# START OF Data shown

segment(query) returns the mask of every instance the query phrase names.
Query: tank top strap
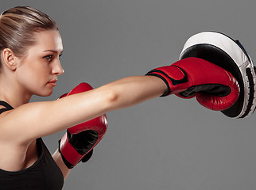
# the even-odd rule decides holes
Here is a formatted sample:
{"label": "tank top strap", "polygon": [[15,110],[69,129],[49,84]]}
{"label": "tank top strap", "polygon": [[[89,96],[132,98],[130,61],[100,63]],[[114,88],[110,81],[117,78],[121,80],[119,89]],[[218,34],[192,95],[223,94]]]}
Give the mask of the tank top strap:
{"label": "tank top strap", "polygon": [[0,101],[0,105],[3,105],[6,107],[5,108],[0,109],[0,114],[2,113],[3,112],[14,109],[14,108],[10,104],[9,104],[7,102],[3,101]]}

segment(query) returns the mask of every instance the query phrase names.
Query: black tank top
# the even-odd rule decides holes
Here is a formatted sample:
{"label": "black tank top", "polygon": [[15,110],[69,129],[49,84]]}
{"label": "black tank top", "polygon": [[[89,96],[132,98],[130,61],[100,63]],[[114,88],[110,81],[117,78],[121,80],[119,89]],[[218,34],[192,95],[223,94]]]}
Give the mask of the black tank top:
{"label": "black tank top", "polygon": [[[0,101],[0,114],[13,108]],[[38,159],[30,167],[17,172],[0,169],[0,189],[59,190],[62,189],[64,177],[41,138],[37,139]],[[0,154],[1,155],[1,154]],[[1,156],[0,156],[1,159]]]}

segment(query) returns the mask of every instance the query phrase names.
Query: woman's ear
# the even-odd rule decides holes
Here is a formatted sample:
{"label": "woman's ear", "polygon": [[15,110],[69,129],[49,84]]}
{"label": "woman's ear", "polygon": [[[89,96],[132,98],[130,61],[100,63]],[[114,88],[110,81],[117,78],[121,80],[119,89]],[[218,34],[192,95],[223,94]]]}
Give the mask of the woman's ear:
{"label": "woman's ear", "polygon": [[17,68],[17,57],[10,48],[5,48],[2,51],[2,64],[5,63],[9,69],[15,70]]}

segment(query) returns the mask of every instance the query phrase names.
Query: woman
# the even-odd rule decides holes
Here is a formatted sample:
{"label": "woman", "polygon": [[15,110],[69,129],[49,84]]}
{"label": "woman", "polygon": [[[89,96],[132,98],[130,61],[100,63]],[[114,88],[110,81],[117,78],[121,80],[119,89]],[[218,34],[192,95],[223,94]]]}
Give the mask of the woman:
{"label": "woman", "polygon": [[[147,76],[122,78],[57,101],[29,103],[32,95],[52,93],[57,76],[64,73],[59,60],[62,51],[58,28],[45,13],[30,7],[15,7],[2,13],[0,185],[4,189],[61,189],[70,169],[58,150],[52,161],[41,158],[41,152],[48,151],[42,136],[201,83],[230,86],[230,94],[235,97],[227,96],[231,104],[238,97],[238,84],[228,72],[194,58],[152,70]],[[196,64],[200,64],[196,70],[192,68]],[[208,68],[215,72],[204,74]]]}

# END OF Data shown

Given task:
Write out every entry above word for word, leaving the pictures out.

Correct response:
segment(query) returns the mask of every instance the query phrase names.
Query: tank top strap
# the even-odd rule decides holes
Here is a formatted sample:
{"label": "tank top strap", "polygon": [[15,110],[69,129],[49,84]]}
{"label": "tank top strap", "polygon": [[[89,96],[132,98],[130,61],[100,63]],[[114,88],[110,81],[117,78],[121,80],[119,89]],[[218,34],[192,95],[223,94]]]}
Give the mask of the tank top strap:
{"label": "tank top strap", "polygon": [[0,101],[0,105],[3,105],[6,107],[5,108],[0,109],[0,114],[2,113],[3,112],[14,109],[14,108],[10,104],[9,104],[7,102],[3,101]]}

segment(query) returns the mask of every instance the query phrase names.
Query: black tank top
# the even-odd rule decides holes
Here is a formatted sample:
{"label": "black tank top", "polygon": [[15,110],[69,129],[49,84]]}
{"label": "black tank top", "polygon": [[[89,96],[132,98],[130,61],[100,63]],[[114,88],[110,81],[117,78],[121,80],[119,89]],[[218,34],[192,95],[223,94]]]}
Give the mask of the black tank top:
{"label": "black tank top", "polygon": [[[0,101],[0,114],[13,108]],[[38,159],[30,167],[17,172],[0,169],[0,189],[59,190],[62,189],[64,177],[41,138],[37,139]],[[0,154],[1,155],[1,154]],[[1,156],[0,156],[1,159]]]}

segment(query) returns the mask of every instance the query phrase names.
Query: woman's ear
# the even-odd rule decides holes
Here is a formatted sample:
{"label": "woman's ear", "polygon": [[15,110],[69,129],[49,84]]}
{"label": "woman's ear", "polygon": [[[89,96],[132,98],[130,61],[100,63]],[[114,88],[110,81],[117,78],[121,80],[119,89]],[[218,34],[192,95],[223,94]]]}
Give the mask of the woman's ear:
{"label": "woman's ear", "polygon": [[17,68],[17,57],[10,48],[5,48],[2,51],[2,64],[5,63],[9,69],[15,70]]}

segment(query) returns the mask of every instance the query phrase names.
Query: woman
# the even-odd rule decides holes
Here is a formatted sample:
{"label": "woman", "polygon": [[15,110],[69,129],[49,84]]}
{"label": "woman", "polygon": [[[89,96],[132,98],[130,61],[100,63]],[[114,88],[110,81],[117,78],[121,80],[119,89]],[[218,34],[192,95],[223,94]]]}
Give the mask of the woman:
{"label": "woman", "polygon": [[[147,76],[122,78],[57,101],[29,103],[32,95],[52,93],[57,76],[64,73],[59,60],[62,51],[58,28],[45,13],[30,7],[15,7],[2,13],[0,185],[4,189],[61,189],[70,169],[58,150],[52,161],[41,158],[41,152],[48,151],[42,136],[201,83],[230,86],[230,94],[235,97],[227,96],[231,104],[238,97],[238,84],[228,72],[194,58],[152,70]],[[196,64],[200,64],[196,70],[192,68]],[[208,68],[215,72],[204,74]]]}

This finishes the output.